UPでも、同業他社でも、膨大なデーターを持ちます。
ビッグデーターですね。
活動量計のメーカーは、何が何したら、翌日どうなった、1ヶ月後どうなった、というデーターを山ほど持っているわけです。
これを活かしたサービスが、「スマートコーチ」です。
データーをいろいろと紐解くと、いろいろな傾向がわかります。
要するに、多くの人が行う次の行動がわかるわけです。
それを元にアドバイスするのが、スマートコーチです。
現行の「UP」「UP24」でも使え、開始早々からずっと使っておりますが、かなりイイ感じです。
まず、同じアドバイスがほとんど出てきません。
これは重要ですね。
人間の最大の敵は、「飽きる」ことでしょうから。
実際、スマートコーチは飽きないのです。
しかも有用。

## 短い課題 1
スマートコーチについての文章を、二文で要約せよ。
## 短い課題 2
スマートコーチについての文章のうち、「UPでも、同業他社でも、膨大なデーターを持ちます。」で始まり「実際、スマートコーチは飽きないのです。」まで続く部分を、一字一句そのまま書き写せ。
## 短い課題 3
スマートコーチについての文章の続きを、最後の文の次から書け。
この後に並ぶ行は、スマートコーチについての文章とは関係がない。

## 抽出した行
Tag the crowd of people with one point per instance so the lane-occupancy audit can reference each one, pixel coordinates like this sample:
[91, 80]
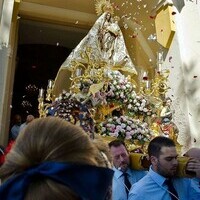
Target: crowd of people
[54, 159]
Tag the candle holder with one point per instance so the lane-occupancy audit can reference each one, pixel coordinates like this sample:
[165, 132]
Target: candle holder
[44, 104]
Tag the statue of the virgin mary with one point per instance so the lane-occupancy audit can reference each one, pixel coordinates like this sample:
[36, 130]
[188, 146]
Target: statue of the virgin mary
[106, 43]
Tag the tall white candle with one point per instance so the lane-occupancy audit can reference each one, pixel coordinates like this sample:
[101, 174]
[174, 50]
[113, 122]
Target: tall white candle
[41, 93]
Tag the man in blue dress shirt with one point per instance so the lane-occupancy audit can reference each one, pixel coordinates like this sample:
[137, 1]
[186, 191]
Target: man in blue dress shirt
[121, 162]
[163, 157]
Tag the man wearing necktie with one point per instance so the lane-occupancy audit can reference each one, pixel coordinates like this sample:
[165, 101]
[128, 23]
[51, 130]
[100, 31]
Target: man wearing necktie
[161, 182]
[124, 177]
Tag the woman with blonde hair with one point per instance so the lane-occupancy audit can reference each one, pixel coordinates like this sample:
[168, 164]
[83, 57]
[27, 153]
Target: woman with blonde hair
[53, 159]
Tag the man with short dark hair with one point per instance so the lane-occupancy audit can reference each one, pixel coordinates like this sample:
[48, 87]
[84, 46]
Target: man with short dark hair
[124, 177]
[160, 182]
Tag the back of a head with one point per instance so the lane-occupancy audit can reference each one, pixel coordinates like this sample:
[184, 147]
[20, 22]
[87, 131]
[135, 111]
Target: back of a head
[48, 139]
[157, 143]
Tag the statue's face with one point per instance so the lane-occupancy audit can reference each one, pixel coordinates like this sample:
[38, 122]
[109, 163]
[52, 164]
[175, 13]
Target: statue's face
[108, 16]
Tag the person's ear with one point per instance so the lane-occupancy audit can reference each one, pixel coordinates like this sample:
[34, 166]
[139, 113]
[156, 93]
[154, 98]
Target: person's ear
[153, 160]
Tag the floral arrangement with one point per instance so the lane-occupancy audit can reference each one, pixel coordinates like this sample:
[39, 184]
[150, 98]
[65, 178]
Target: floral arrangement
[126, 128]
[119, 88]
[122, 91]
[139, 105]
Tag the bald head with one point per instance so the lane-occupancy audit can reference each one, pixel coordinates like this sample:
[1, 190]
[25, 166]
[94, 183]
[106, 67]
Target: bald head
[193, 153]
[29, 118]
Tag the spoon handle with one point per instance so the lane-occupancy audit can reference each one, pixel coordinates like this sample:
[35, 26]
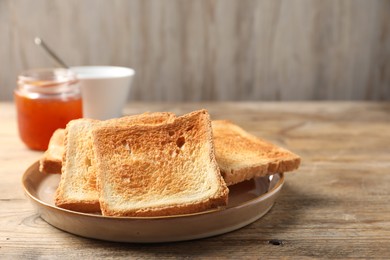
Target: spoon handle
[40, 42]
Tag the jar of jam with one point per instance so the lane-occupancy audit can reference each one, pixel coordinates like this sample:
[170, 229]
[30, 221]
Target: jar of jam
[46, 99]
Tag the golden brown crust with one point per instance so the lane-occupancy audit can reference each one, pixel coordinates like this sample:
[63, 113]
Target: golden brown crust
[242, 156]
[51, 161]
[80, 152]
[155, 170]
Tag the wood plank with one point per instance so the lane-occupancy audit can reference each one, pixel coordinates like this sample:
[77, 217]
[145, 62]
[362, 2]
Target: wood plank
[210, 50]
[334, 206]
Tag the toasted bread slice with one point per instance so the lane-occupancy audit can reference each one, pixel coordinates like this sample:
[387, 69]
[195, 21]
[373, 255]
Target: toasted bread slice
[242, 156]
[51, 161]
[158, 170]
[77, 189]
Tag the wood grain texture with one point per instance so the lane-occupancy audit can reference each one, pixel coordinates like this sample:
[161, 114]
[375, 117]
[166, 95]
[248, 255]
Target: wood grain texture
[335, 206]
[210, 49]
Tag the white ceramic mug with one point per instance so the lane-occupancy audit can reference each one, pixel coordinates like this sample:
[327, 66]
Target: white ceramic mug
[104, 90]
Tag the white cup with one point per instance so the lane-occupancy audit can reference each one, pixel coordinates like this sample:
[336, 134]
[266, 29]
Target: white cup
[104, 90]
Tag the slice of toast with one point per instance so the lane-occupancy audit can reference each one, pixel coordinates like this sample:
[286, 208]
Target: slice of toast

## 記述解答 1
活動量計のメーカーは、行動のあと翌日や1ヶ月後にどうなったかという膨大なデーターを持ち、それを紐解いてわかる多くの人の次の行動を元にアドバイスするサービスがスマートコーチである。現行の「UP」「UP24」でも使え、同じアドバイスがほとんど出てこないので飽きず、しかも有用だという。

## 記述解答 2
UPでも、同業他社でも、膨大なデーターを持ちます。
ビッグデーターですね。
活動量計のメーカーは、何が何したら、翌日どうなった、1ヶ月後どうなった、というデーターを山ほど持っているわけです。
これを活かしたサービスが、「スマートコーチ」です。
データーをいろいろと紐解くと、いろいろな傾向がわかります。
要するに、多くの人が行う次の行動がわかるわけです。
それを元にアドバイスするのが、スマートコーチです。
現行の「UP」「UP24」でも使え、開始早々からずっと使っておりますが、かなりイイ感じです。
まず、同じアドバイスがほとんど出てきません。
これは重要ですね。
人間の最大の敵は、「飽きる」ことでしょうから。
実際、スマートコーチは飽きないのです。

## 記述解答 3
今回、スマートコーチは「JAWBONEから、ユーザーへのプレゼントです。」と高らかに宣言されましたが、うなずきましたね。
24時間活動量計の最大の敵は、「飽き」です。
重要なのは「続ける」ということです。
どんなに有用なことでも、飽きられると放って置かれます。
UPは、友達と連絡を取れながらできる様SNS対応もしていますが、このスマートコーチは非常にイイ感じの機能です。
■睡眠改善の実績
市場調査会社での実績も照会されました。
以下に示します。
1日を通してすっきりしている | 81% |
人生をより楽しく思える | 81% |
睡眠が改善した | 72% |
自分のデバイスからの情報をSNSでシェアするのが好きだ | 66% |
アプリは(アップデートするので)常に新しいことや興味深いことを見つけられる | 79% |
UP3は、2015年1月から、メーカー希望小売価格、21,800円(税込、予価)で販売されます。
■UP move:入門用UP
新ラインナップ UP move(以下move)は、入門用です。
UPシリーズとしては初めてバングル形を止めています。
ボタンに似た本体は、丸みを帯びた正方形。
要するに必要な部分だけをまとめた感じです。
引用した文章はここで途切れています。